## Directions
Reproduce each line from the first in the data through the line that contains "Target: building" exactly; give nothing else.

## Supplied records
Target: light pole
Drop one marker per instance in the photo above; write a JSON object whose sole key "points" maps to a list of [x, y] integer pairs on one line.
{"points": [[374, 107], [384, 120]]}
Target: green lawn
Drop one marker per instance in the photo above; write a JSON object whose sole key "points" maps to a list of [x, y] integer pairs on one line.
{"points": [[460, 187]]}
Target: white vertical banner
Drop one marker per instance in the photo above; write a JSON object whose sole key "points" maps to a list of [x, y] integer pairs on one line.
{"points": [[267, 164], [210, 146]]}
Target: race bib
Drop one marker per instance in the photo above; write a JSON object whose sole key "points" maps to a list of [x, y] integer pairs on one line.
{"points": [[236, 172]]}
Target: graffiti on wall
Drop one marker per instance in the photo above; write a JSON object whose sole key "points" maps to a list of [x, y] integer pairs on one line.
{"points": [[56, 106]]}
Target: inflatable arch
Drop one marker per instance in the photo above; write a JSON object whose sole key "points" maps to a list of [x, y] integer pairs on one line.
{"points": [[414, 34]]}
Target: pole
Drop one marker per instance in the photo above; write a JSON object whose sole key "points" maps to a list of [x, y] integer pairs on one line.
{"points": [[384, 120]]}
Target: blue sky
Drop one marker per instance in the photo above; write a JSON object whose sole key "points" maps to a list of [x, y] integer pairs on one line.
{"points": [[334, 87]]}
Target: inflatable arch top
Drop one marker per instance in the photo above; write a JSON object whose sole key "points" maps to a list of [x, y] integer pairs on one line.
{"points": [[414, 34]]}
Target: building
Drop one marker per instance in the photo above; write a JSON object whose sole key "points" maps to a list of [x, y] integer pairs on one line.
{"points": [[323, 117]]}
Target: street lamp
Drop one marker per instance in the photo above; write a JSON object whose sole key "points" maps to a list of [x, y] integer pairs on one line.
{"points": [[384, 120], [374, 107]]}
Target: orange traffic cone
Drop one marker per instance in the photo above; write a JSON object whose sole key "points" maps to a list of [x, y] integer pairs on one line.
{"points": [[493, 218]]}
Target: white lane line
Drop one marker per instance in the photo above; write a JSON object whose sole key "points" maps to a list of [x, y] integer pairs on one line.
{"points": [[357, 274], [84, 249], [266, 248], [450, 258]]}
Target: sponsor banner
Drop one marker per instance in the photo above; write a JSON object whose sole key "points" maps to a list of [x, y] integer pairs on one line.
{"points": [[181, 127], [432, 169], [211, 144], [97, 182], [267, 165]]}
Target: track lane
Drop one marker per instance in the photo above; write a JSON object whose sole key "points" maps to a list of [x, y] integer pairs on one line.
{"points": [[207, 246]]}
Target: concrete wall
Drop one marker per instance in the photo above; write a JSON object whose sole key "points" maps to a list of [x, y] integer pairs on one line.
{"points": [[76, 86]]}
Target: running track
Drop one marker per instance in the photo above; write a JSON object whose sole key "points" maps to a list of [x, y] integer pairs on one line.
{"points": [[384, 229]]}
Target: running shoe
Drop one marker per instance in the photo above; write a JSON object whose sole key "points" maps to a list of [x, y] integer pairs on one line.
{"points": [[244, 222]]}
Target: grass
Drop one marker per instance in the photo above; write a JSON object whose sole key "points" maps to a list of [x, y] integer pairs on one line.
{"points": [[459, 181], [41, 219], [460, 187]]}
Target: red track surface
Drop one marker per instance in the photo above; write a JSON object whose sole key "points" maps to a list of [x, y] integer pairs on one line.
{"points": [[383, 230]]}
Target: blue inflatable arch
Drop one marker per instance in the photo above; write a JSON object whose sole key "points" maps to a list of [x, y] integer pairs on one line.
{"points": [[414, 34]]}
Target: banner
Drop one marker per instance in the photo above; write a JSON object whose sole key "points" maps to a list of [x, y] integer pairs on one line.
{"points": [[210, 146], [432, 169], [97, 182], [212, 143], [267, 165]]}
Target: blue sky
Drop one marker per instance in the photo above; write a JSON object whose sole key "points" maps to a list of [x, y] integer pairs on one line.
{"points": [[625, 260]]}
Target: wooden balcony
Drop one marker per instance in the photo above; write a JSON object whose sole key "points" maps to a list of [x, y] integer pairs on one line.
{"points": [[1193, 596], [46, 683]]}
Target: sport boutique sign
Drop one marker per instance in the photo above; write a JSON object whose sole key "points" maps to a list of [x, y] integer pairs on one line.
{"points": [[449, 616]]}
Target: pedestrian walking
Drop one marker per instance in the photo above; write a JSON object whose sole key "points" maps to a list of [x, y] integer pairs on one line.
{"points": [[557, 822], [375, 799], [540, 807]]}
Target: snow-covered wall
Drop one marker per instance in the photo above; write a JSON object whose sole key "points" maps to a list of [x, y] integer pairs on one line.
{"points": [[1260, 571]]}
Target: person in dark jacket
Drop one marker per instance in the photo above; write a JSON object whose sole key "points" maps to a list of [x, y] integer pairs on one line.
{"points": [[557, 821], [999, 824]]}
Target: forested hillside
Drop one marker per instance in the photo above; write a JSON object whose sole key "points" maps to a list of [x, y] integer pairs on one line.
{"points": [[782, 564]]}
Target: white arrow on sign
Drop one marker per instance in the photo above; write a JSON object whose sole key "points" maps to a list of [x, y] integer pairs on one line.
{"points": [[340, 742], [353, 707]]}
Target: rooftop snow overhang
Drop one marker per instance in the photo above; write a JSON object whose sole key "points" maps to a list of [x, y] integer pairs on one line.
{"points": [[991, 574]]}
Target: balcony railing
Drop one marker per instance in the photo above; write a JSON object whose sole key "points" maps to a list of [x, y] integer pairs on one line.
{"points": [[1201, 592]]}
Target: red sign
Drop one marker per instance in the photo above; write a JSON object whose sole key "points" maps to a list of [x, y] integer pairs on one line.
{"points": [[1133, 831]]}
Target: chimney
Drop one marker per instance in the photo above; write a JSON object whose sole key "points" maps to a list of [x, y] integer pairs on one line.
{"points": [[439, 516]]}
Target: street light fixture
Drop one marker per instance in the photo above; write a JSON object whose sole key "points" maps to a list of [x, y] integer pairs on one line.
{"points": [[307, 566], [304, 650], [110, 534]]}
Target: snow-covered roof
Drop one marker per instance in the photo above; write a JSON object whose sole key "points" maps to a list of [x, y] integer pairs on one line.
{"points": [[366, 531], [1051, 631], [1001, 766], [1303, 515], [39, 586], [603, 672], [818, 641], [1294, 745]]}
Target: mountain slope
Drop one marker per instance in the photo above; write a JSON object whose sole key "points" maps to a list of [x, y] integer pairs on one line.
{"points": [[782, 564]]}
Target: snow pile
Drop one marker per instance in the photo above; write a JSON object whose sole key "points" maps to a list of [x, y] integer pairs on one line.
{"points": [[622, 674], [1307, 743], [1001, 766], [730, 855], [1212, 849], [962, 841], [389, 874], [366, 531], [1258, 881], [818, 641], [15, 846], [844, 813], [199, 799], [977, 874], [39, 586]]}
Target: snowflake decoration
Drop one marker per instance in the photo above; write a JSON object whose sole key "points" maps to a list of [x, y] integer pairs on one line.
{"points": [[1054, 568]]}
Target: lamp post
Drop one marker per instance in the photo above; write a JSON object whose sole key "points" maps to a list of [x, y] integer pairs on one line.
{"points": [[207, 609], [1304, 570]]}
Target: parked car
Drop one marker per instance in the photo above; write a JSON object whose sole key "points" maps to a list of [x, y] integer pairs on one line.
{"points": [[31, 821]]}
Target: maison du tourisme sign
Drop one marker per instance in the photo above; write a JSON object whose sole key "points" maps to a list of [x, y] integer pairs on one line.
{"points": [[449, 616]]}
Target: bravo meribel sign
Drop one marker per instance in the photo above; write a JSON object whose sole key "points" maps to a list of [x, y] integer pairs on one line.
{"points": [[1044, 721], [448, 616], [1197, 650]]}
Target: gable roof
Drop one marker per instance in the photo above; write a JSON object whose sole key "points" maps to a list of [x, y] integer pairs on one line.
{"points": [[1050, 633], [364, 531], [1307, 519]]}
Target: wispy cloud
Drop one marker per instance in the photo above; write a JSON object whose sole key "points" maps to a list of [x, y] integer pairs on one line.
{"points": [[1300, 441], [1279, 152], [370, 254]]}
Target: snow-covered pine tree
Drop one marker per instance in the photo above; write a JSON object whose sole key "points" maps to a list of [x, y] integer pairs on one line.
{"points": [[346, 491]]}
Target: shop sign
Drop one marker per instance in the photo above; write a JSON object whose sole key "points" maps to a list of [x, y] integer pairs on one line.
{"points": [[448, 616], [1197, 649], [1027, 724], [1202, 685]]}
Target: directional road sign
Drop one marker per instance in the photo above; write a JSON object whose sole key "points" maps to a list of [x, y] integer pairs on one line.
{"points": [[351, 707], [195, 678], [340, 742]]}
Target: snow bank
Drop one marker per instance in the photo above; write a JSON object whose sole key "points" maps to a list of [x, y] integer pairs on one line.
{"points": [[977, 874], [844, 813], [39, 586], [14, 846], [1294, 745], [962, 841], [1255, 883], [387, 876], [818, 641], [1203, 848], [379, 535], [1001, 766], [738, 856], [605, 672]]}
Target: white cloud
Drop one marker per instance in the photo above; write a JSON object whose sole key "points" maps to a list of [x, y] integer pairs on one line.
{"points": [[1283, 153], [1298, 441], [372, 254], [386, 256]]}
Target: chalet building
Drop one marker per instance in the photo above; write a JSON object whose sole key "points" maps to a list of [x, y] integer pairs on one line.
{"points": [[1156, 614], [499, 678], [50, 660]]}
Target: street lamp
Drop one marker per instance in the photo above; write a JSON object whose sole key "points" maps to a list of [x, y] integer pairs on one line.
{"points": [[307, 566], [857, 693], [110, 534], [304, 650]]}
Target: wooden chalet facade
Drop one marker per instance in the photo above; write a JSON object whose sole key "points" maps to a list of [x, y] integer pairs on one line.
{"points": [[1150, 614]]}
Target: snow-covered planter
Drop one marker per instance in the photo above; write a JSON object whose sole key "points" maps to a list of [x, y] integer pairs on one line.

## Result for this task
Target: light pole
Drop one marker per instance in the photo above; write a JSON object whose sole key "points" maps to a list of [x, y] integer pairs on one line.
{"points": [[374, 107], [384, 120]]}
Target: green lawn
Drop one marker per instance in the photo above; write a JSON object whose sole key "points" maps to a list of [x, y] integer pairs on one line.
{"points": [[460, 187]]}
Target: white vertical banner
Drop one marker per instance in the photo above; write a JSON object whose sole key "points" maps to a list of [x, y] integer pairs on one line.
{"points": [[267, 164], [210, 146]]}
Target: race bib
Drop one marker per instance in the photo above; write a JSON object whose sole key "points" maps to a list of [x, y] integer pairs on one line.
{"points": [[236, 172]]}
Target: graffiti on wall
Drop one marker per instance in the photo above; write a JSON object whose sole key "points" maps to a list of [x, y] integer pairs on one line.
{"points": [[56, 106]]}
Target: inflatable arch
Drop one marker per instance in the photo above; write a JSON object whose sole key "points" maps to a list of [x, y] integer pairs on one line.
{"points": [[414, 34]]}
Target: pole
Drop one marker per instance in the photo above; write a JSON object whose sole key "points" maps to a list of [x, y] integer pairs on one line.
{"points": [[384, 120]]}
Target: blue sky
Drop one marker per instance in the photo above; write a JSON object whose sole key "points" maps to a list of [x, y] integer pairs on one line.
{"points": [[334, 87]]}
Target: inflatable arch top
Drop one marker per instance in the photo above; write a JSON object whose sole key "points" maps to a list of [x, y] integer pairs on one line.
{"points": [[414, 34]]}
Target: building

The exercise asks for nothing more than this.